----- Textauszug

Demo für Erhalt der Roten Flora: Gewalt ohne Vorwarnung
Schlagstöcke, Faustschläge und Wasserwerfer: In Hamburg kam es zu schweren Ausschreitungen zwischen Polizei und Demonstranten.
HAMBURG taz | Keine zehn Meter. In Hamburg stoppte die Polizei am Samstagnachmittag die Demonstration „Die Stadt gehört allen! Refugees, Esso-Häuser und Rote Flora bleiben“. Mehr als 7.500 Menschen waren zum Auftakt der internationalen Demonstration vor dem besetzten autonomen Zentrum in Hamburg gekommen. Kaum hatten sich die ersten Reihen auf der erlaubten Route bewegt, traten ihnen Polizeikräfte entgegen. Ohne Vorwarnung gingen die Beamten mit Schlagstöcken und Faustschlägen gegen die Demonstranten vor. Zur Unterstützung setzen sie Wasserwerfer ein. Der Auftakt einer Eskalation.
An der Roten Flora im Schanzenviertel waren zuvor gegen 15 Uhr verschiedene Redebeiträge zu der Situation der Flüchtlinge aus Lampedusa und den Räumungsdrohungen gegen das Zentrum gehalten worden. Bunte Feuerwerksraketen stiegen in den Himmel, Transparente wie „Es geht ums Ganze“ flatterten im Wind. Nach dem Stopp flogen Steine, Flaschen und Feuerwerkskörper auf die Polizisten.
Die Polizei erklärte, dass Beamte schon gleich zu Beginn von einer Brücke aus mit Steinen beworfen worden seien. Doch ganz offensichtlich war es die Strategie der Einsatzleitung, diese Demonstration nicht aus dem Viertel zu lassen. Keine 30 Minuten nach dem Beginn, gegen 15.30 Uhr, erklärte die Polizei über den Lautsprecher eines Wasserwerfers die Demonstration für aufgelöst.

----------

Aufgaben -
[1] Gib den Absatz des Artikels, der mit „An der Roten Flora im Schanzenviertel“ beginnt, kürzer wieder und behalte dabei seine wichtigsten Fakten.
[2] Schreib aus dem Artikel die Stelle von „HAMBURG taz |“ bis „Auftakt einer Eskalation.“ wortgetreu ab.
Die Zeilen haben hiermit nichts zu tun.

----- Datenzeilen

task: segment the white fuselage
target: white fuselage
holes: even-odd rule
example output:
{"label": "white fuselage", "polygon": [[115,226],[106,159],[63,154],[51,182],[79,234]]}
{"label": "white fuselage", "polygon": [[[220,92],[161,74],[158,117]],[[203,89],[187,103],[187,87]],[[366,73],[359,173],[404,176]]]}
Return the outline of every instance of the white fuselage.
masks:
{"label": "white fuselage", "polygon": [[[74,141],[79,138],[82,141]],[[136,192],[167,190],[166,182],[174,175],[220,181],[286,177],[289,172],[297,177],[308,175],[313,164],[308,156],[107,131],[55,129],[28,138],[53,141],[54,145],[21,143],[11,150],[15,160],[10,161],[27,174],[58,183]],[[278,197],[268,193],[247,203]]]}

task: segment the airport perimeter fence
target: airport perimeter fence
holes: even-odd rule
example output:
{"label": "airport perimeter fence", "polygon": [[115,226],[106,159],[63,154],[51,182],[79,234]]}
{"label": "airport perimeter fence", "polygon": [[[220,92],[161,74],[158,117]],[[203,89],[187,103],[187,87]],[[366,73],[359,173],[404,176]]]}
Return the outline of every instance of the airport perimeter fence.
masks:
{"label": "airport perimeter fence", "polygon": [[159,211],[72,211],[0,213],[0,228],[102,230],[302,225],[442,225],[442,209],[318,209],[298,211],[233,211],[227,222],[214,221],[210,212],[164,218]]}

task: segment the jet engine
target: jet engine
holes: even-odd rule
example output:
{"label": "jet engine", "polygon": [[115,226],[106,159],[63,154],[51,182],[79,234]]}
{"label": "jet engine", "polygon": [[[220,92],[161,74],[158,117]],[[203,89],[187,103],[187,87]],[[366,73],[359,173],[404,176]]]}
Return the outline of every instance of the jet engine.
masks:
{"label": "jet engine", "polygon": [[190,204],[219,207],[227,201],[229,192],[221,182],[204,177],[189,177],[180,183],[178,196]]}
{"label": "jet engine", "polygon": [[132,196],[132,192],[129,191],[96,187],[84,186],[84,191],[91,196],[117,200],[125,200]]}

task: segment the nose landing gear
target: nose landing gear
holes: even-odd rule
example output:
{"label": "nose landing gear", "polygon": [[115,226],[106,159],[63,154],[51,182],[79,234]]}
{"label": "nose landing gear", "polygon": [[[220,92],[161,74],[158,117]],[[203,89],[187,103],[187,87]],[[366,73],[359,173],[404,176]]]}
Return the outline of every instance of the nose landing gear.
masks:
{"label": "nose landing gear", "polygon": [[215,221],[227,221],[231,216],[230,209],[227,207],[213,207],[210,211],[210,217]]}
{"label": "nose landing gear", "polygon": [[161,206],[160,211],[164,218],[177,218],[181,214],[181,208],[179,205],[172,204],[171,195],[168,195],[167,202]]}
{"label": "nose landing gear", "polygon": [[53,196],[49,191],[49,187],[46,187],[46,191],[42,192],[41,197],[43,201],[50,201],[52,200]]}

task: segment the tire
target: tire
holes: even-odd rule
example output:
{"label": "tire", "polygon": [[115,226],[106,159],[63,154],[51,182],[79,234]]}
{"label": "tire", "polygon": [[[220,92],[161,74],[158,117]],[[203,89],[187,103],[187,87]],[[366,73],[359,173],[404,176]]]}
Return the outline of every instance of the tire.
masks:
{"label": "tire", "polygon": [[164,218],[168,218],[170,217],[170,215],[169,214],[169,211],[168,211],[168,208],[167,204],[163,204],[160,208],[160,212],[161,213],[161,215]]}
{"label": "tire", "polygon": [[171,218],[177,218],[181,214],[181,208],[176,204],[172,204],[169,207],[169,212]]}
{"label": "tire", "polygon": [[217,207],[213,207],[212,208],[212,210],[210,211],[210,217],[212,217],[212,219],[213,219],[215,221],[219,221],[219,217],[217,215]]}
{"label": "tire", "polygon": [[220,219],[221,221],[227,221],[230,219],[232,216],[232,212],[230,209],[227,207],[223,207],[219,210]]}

----------

Lösungen -
[1] Gegen 15 Uhr wurden an der Roten Flora im Schanzenviertel Reden zur Lage der Flüchtlinge aus Lampedusa und zu den Räumungsdrohungen gegen das Zentrum gehalten, begleitet von Feuerwerksraketen und Transparenten. Nach dem Stopp flogen Steine, Flaschen und Feuerwerkskörper auf die Polizisten.

[2]
HAMBURG taz | Keine zehn Meter. In Hamburg stoppte die Polizei am Samstagnachmittag die Demonstration „Die Stadt gehört allen! Refugees, Esso-Häuser und Rote Flora bleiben“. Mehr als 7.500 Menschen waren zum Auftakt der internationalen Demonstration vor dem besetzten autonomen Zentrum in Hamburg gekommen. Kaum hatten sich die ersten Reihen auf der erlaubten Route bewegt, traten ihnen Polizeikräfte entgegen. Ohne Vorwarnung gingen die Beamten mit Schlagstöcken und Faustschlägen gegen die Demonstranten vor. Zur Unterstützung setzen sie Wasserwerfer ein. Der Auftakt einer Eskalation.